◆ ROWS ◆
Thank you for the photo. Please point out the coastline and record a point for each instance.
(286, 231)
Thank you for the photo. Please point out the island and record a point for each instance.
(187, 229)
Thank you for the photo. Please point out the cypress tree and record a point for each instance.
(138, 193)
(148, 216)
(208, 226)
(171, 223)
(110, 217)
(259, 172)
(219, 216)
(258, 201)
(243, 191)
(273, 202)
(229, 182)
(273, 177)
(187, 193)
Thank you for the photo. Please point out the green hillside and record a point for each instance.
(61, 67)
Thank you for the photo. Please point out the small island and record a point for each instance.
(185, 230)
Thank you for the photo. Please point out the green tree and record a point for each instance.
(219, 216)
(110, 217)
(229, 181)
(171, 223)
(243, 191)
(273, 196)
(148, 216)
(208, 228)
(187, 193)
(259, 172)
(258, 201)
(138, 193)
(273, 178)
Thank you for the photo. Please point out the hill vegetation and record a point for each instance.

◆ INSTRUCTIONS FOR THE TASK ◆
Render every one of the records above as a numbered list, one line per item, and omit any blank lines.

◆ RESPONSE TO THIS TASK ◆
1. Thank you for the photo. Please point out the coastline and record a point for each instance.
2. (286, 231)
3. Thank you for the photo. Please point out the island and record a point for each instance.
4. (187, 229)
5. Thank you for the photo. Please point out the cypress tree and record a point for each instance.
6. (138, 193)
7. (148, 216)
8. (208, 226)
9. (171, 223)
10. (110, 217)
11. (259, 172)
12. (219, 216)
13. (258, 201)
14. (243, 191)
15. (273, 202)
16. (229, 182)
17. (273, 177)
18. (187, 193)
19. Thank you for the photo. Please point out the green hillside and record a point for each instance.
20. (61, 67)
21. Thank you for the photo. Please point out the small island and record a point for each instance.
22. (185, 230)
23. Thank you for the photo. Please point out the green tree and record a point for each instance.
24. (219, 216)
25. (110, 217)
26. (229, 181)
27. (171, 223)
28. (243, 191)
29. (273, 196)
30. (148, 216)
31. (208, 228)
32. (187, 193)
33. (259, 172)
34. (258, 201)
35. (138, 193)
36. (273, 178)
37. Thank you for the photo. Please point out the hill vegetation and record a point for each instance.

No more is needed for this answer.